**Task objective:**
Set down all of the entries word for word, omitting the images they contain.

**Records:**

--------------------

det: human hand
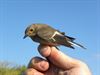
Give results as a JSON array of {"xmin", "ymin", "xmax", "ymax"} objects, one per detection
[{"xmin": 24, "ymin": 45, "xmax": 91, "ymax": 75}]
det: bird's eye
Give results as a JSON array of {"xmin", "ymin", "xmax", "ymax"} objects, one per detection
[{"xmin": 30, "ymin": 29, "xmax": 33, "ymax": 31}]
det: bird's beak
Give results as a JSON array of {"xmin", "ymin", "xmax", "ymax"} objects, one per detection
[{"xmin": 23, "ymin": 34, "xmax": 28, "ymax": 39}]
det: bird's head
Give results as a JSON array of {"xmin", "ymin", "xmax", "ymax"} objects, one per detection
[{"xmin": 23, "ymin": 24, "xmax": 37, "ymax": 39}]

--------------------

**Answer below:**
det: human hand
Give results as a JSON array of {"xmin", "ymin", "xmax", "ymax"} objects, one per detection
[{"xmin": 24, "ymin": 45, "xmax": 91, "ymax": 75}]
det: bird's eye
Give results as a JSON array of {"xmin", "ymin", "xmax", "ymax"} objects, one per detection
[{"xmin": 30, "ymin": 29, "xmax": 33, "ymax": 31}]
det: bird's beak
Give results as a JSON array of {"xmin", "ymin", "xmax", "ymax"} objects, one per detection
[{"xmin": 23, "ymin": 34, "xmax": 28, "ymax": 39}]
det: bird's head
Give results as a JSON array of {"xmin", "ymin", "xmax", "ymax"} objects, one per detection
[{"xmin": 23, "ymin": 24, "xmax": 37, "ymax": 39}]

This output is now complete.